*Consigne*
Présentez toutes les lignes des enregistrements ci-dessous sous forme de tableau Markdown à deux colonnes, « N° » pour le numéro de ligne et « Texte » pour la ligne, sans les lignes vides. N'incluez pas les images dans la réponse.

*Exemples de détection*
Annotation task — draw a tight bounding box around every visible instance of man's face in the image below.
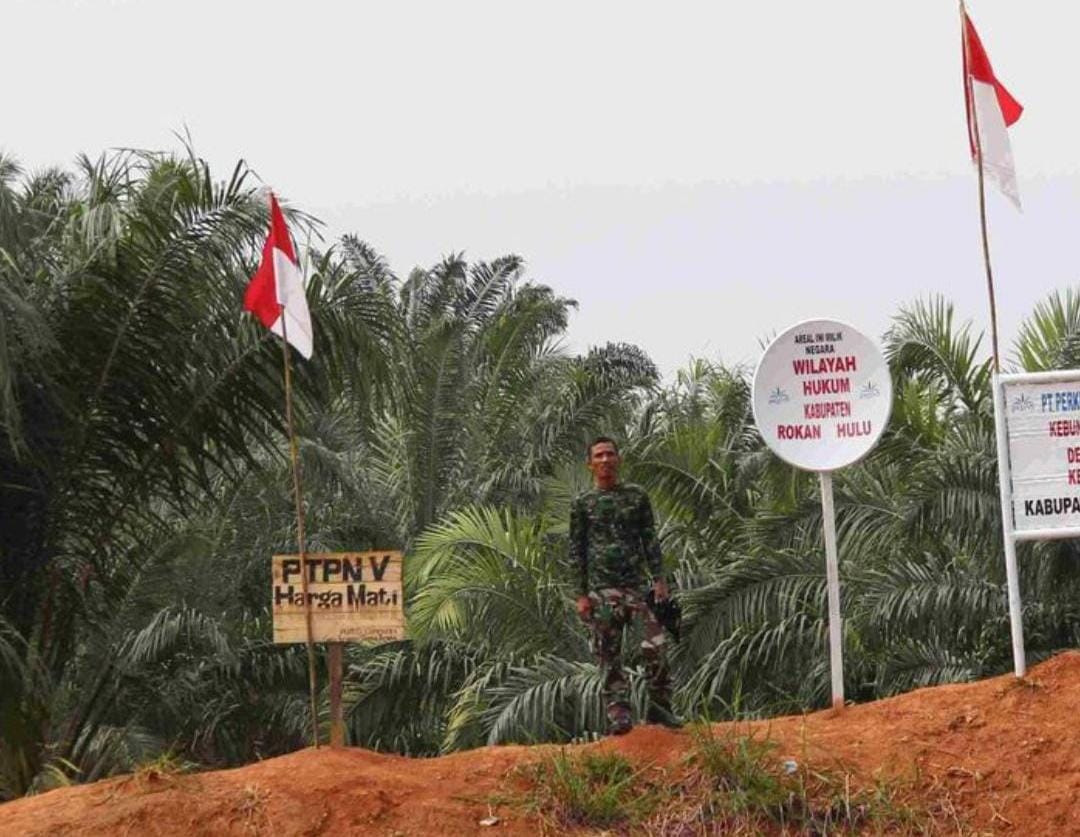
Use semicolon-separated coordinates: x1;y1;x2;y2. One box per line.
586;442;622;485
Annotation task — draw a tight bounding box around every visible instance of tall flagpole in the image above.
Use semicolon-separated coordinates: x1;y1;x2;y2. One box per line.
960;0;1001;373
281;306;319;750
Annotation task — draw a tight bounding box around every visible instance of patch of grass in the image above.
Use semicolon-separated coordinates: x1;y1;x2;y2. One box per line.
522;748;661;828
686;725;954;835
132;752;199;792
509;724;970;837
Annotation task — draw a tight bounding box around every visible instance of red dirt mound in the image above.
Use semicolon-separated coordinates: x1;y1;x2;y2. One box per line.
6;651;1080;837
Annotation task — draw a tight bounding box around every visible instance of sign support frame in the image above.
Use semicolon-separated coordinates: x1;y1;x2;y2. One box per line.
818;471;843;710
990;372;1023;677
753;318;893;710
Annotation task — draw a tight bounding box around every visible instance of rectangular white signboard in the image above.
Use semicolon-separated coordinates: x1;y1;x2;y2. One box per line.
270;551;405;644
1002;379;1080;532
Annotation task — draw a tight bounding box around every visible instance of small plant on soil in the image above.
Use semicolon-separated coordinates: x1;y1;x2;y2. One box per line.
682;725;954;835
521;750;659;828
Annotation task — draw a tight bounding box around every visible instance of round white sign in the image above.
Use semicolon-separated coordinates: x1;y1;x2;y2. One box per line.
754;320;892;471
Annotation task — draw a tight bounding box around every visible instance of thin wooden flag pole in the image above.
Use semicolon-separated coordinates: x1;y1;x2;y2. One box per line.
281;313;319;750
960;0;1001;373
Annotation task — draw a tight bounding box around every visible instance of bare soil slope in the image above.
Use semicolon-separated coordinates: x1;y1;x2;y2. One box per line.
0;651;1080;837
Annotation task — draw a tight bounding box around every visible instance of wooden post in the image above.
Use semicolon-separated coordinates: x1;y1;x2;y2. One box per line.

*Exercice corrigé*
| N° | Texte |
|---|---|
| 1 | Annotation task — draw a tight bounding box around every visible instance of man's face in the image below. |
| 2 | Use semicolon-separated coordinates: x1;y1;x2;y2. One box per line. |
| 3 | 586;442;622;485 |
| 4 | Annotation task — draw a tight bounding box around every visible instance of tall flagpole in the image above. |
| 5 | Use semicolon-separated coordinates: x1;y1;x2;y2. One box per line. |
| 6 | 960;0;1001;373 |
| 7 | 281;306;319;750 |
| 8 | Annotation task — draw a tight bounding box around every visible instance of patch of grass in the image above. |
| 9 | Use semicolon-separated coordinates: x1;y1;x2;y2. One box per line. |
| 10 | 522;748;661;828 |
| 11 | 686;725;954;835 |
| 12 | 132;752;199;792 |
| 13 | 509;724;970;837 |
| 14 | Annotation task — draw a tight bounding box around every visible instance of red dirt mound in the image above. |
| 15 | Use semicolon-separated coordinates: x1;y1;x2;y2. One box per line. |
| 16 | 6;651;1080;837 |
| 17 | Annotation task — draw a tight bounding box around every visible instance of sign support frame in the image above. |
| 18 | Use semicolon-separated coordinates: x1;y1;x2;y2. One box per line. |
| 19 | 818;471;843;710 |
| 20 | 990;372;1023;677 |
| 21 | 753;318;893;710 |
| 22 | Annotation task — draw a tight bounding box around every visible instance of rectangular white signboard in the image above. |
| 23 | Use semicolon-separated coordinates: x1;y1;x2;y2. One box per line. |
| 24 | 270;551;405;644 |
| 25 | 1002;379;1080;532 |
| 26 | Annotation task — draw a tight bounding box around every visible instance of small plant on soil in the image above. |
| 27 | Use semicolon-separated coordinates: x1;y1;x2;y2. One box per line. |
| 28 | 682;725;954;835 |
| 29 | 521;750;659;828 |
| 30 | Annotation task — draw a tight bounding box around every visible instance of round white sign in the image above. |
| 31 | Use semicolon-separated coordinates: x1;y1;x2;y2. One box per line. |
| 32 | 754;320;892;471 |
| 33 | Annotation task — draw a tight bounding box around every visible instance of thin wooden flag pole in the image above. |
| 34 | Use semicolon-separated coordinates: x1;y1;x2;y2. One box per line. |
| 35 | 281;313;319;750 |
| 36 | 960;0;1001;373 |
| 37 | Annotation task — draw a tight bounding box around every visible instance of bare soil slope in the image above. |
| 38 | Use semicolon-separated coordinates: x1;y1;x2;y2. One box per line. |
| 39 | 0;651;1080;837 |
| 40 | Annotation task — draw a tight bounding box around every visible instance of wooden post in the image above. |
| 41 | Use semicolon-separated coordinates: x1;y1;x2;y2. One box per line. |